DIRECTION:
Which lines in the material below contain the word "photograph"? Pick out each of those lines and copy it in full.
+ + + + + + +
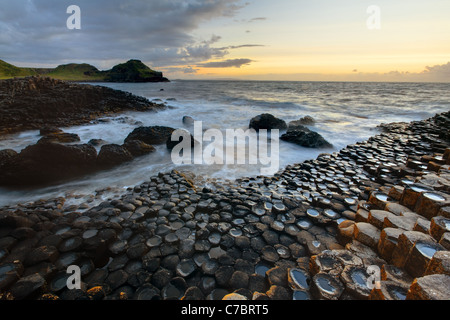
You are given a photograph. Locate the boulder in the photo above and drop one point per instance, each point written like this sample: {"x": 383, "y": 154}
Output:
{"x": 151, "y": 135}
{"x": 367, "y": 234}
{"x": 6, "y": 157}
{"x": 189, "y": 121}
{"x": 308, "y": 139}
{"x": 96, "y": 142}
{"x": 268, "y": 122}
{"x": 184, "y": 134}
{"x": 138, "y": 148}
{"x": 305, "y": 121}
{"x": 47, "y": 162}
{"x": 113, "y": 154}
{"x": 432, "y": 287}
{"x": 61, "y": 137}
+ + + + + + +
EXERCISE ANSWER:
You are given a photograph. Locate the boulder in the photo above and drop one point per instance, each point written like this sample: {"x": 383, "y": 154}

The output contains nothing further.